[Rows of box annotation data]
-- begin --
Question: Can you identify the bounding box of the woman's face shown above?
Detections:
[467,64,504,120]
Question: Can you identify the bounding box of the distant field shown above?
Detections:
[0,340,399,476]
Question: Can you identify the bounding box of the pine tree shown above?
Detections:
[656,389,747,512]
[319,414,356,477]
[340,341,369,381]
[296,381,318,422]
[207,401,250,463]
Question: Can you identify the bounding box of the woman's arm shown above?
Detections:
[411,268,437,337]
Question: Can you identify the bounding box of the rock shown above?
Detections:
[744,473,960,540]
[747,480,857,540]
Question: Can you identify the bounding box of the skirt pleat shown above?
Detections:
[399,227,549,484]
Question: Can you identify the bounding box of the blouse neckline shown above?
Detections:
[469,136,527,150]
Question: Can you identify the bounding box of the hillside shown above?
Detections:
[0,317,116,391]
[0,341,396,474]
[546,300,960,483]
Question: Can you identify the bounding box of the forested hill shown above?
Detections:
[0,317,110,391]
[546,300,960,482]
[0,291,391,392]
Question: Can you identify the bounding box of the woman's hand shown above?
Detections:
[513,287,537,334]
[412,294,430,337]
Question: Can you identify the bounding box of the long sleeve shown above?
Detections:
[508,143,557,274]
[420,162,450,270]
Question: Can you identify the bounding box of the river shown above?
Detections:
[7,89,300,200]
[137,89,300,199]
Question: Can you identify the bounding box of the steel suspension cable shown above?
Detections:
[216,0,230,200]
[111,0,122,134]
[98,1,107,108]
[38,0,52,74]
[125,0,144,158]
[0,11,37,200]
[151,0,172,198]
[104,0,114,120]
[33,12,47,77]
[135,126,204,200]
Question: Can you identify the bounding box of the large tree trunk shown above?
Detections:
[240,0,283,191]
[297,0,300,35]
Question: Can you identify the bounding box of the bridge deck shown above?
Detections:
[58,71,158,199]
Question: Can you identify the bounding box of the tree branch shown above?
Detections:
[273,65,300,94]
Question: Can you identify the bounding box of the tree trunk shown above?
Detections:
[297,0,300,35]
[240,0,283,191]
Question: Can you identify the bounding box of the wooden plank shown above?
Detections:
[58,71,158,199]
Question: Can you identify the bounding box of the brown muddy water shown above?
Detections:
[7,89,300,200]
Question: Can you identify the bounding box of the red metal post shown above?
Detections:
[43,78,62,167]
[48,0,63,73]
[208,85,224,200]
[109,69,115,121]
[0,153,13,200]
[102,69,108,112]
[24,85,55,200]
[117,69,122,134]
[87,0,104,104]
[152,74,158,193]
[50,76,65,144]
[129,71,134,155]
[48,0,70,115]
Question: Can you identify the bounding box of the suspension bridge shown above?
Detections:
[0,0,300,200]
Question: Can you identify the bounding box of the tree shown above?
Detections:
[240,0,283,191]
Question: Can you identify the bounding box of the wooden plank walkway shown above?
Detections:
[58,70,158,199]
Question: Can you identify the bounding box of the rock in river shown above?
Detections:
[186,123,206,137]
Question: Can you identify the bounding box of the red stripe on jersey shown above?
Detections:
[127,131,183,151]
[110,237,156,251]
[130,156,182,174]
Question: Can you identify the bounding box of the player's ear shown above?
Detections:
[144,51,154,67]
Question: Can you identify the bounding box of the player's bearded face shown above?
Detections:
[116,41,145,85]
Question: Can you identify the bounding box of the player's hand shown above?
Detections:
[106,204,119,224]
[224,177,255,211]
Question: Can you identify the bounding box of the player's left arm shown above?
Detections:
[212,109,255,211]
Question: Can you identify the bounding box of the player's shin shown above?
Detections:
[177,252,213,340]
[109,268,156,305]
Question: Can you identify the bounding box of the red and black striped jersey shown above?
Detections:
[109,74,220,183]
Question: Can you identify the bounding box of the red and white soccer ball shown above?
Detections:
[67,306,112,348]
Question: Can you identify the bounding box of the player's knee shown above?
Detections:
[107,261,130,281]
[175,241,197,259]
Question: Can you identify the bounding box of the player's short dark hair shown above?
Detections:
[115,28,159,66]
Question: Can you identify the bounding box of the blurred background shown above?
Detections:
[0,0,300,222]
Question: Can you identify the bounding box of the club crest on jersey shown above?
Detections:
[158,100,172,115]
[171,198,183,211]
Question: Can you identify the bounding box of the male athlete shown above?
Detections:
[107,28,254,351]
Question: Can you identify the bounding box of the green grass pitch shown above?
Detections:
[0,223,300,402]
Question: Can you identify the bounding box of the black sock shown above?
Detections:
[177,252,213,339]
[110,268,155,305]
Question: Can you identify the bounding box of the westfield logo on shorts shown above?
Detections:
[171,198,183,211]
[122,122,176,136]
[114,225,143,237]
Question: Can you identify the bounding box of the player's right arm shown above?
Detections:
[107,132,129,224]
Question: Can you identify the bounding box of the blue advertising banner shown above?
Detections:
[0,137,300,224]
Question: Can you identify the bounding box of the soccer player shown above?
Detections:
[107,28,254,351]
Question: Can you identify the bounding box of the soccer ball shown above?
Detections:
-- end --
WORK TO COMPLETE:
Rewrite all the lines above as a numbered list, leaving out any blank lines.

ANSWER TO THIS EXERCISE:
1. Question: Can you identify the bounding box of the woman's face shown above?
2. Detections:
3. [467,64,504,120]
4. Question: Can you identify the bounding box of the distant field shown above?
5. Detections:
6. [0,340,399,476]
7. Question: Can you identify the bounding box of the pine tree shown above?
8. Detections:
9. [656,389,747,512]
10. [319,414,356,477]
11. [340,341,369,381]
12. [296,381,318,422]
13. [207,401,250,463]
14. Question: Can you identify the bounding box of the woman's arm shown above?
15. Detections:
16. [411,268,437,337]
17. Question: Can you identify the bounding box of the rock shown above?
18. Detections:
19. [744,473,960,540]
20. [747,480,857,540]
21. Question: Can you identify the bounding box of the skirt pleat shown above?
22. Detections:
23. [399,227,549,484]
24. Question: Can you identify the bounding box of the blouse neckline shown above?
25. Detections:
26. [469,136,527,150]
27. Question: Can you identify the bounding box of the hillside shown above?
28. Detections:
29. [0,317,116,391]
30. [0,341,396,474]
31. [546,300,960,483]
32. Question: Can you identify the bounding box of the forested hill shown above?
33. Detections:
34. [0,317,110,391]
35. [546,300,960,482]
36. [0,291,391,392]
37. Question: Can you identify the bounding box of the woman's hand shown above?
38. Detections:
39. [513,287,537,334]
40. [412,294,430,337]
41. Question: Can you identify the bounding box of the long sleeve shown above?
42. Detections:
43. [508,143,557,274]
44. [420,162,450,270]
45. Question: Can you identify the bounding box of the river shown above?
46. Detections:
47. [7,89,300,200]
48. [137,89,300,199]
49. Question: Can you identify the bounding box of the steel suspension cable shown above?
50. Detections:
51. [216,0,230,200]
52. [111,0,122,134]
53. [98,1,107,108]
54. [38,0,52,74]
55. [125,0,144,158]
56. [0,11,37,200]
57. [151,0,172,198]
58. [104,0,114,120]
59. [33,12,47,77]
60. [135,126,204,200]
61. Question: Can you identify the bounding box of the large tree trunk shown above?
62. Detections:
63. [240,0,283,191]
64. [297,0,300,35]
65. Question: Can you identify the bounding box of the bridge deck shown above?
66. Detections:
67. [58,71,158,199]
68. Question: Can you identify the bounding box of the tree branch shown above?
69. Detections:
70. [273,65,300,94]
71. Question: Can you identify the bounding box of the tree trunk shown above?
72. Detections:
73. [297,0,300,35]
74. [240,0,283,191]
75. Question: Can you identify the bounding box of the wooden plank shown above?
76. Detections:
77. [58,71,158,199]
78. Question: Can you identify the bounding box of the brown muddy water shown above?
79. Detections:
80. [7,89,300,200]
81. Question: Can you identify the bounding box of the red metal post shown above?
82. Detections:
83. [43,78,62,167]
84. [48,0,63,73]
85. [208,85,224,200]
86. [109,69,115,121]
87. [0,153,13,200]
88. [102,69,108,112]
89. [24,85,55,200]
90. [117,69,122,134]
91. [87,0,104,104]
92. [152,74,158,193]
93. [50,76,65,144]
94. [129,71,134,155]
95. [48,0,70,115]
96. Question: Can you identify the bounding box of the suspension bridge shown above?
97. Detections:
98. [0,0,300,200]
99. Question: Can you identify the bounding box of the tree shown above?
100. Detections:
101. [240,0,283,191]
102. Question: Can you identify the bounding box of the wooden plank walkway shown above?
103. Detections:
104. [58,70,158,199]
105. Question: Can you identify the bounding box of the rock in river shown above?
106. Detections:
107. [186,123,206,137]
108. Question: Can you identify the bounding box of the red stripe on jersey shown above?
109. Detections:
110. [127,131,183,151]
111. [110,237,156,251]
112. [130,156,182,174]
113. Question: Can you identify the bounding box of the player's ear shown above?
114. Detections:
115. [144,51,154,67]
116. Question: Can you identify the bounding box of the player's bearded face shown above?
117. Detections:
118. [116,41,145,85]
119. Question: Can you identify the bounding box of the player's hand shown above?
120. Detections:
121. [106,204,119,224]
122. [224,177,255,211]
123. Question: Can you identify the bounding box of the player's left arm shown above?
124. Detections:
125. [212,109,255,211]
126. Question: Can you identify the bounding box of the player's shin shown above?
127. Detections:
128. [177,252,213,340]
129. [109,268,156,305]
130. Question: Can you identify the bounding box of the red and black striped jersey shown above?
131. Detections:
132. [109,74,220,183]
133. Question: Can you identify the bounding box of the red and white soccer ball shown above?
134. Detections:
135. [67,306,112,348]
136. Question: Can you identify the bounding box of the player's knee shown above?
137. Detections:
138. [107,261,130,281]
139. [175,241,197,259]
140. Question: Can you identify the bounding box of the player's short dark hair shown above?
141. Detections:
142. [115,28,159,66]
143. Question: Can you identify the bounding box of the blurred background shown above?
144. Detections:
145. [0,0,300,222]
146. Question: Can you identify the bounding box of the club crest on jersey shown above?
147. Detections:
148. [158,100,172,115]
149. [171,198,183,211]
150. Question: Can you identify the bounding box of the male athlete shown above?
151. Detections:
152. [107,28,254,351]
153. Question: Can you identify the bounding box of the green grass pitch shown above?
154. Detections:
155. [0,223,300,402]
156. Question: Can you identify the bounding box of the black sock shown above?
157. Detections:
158. [177,252,213,339]
159. [110,268,155,305]
160. Question: Can you identify the bounding box of the westfield logo on shorts shown above?
161. Detections:
162. [171,198,183,211]
163. [122,122,176,136]
164. [114,225,143,237]
165. Question: Can you identify the bounding box of the player's right arm shown above?
166. Detections:
167. [107,132,129,224]
168. Question: Can you identify the bounding box of the blue advertising banner shown above?
169. Detections:
170. [0,137,300,224]
171. Question: Can you identify the bounding box of the soccer player shown above?
172. Detections:
173. [107,28,254,351]
174. Question: Can you identify the bounding box of the soccer ball shown above?
175. Detections:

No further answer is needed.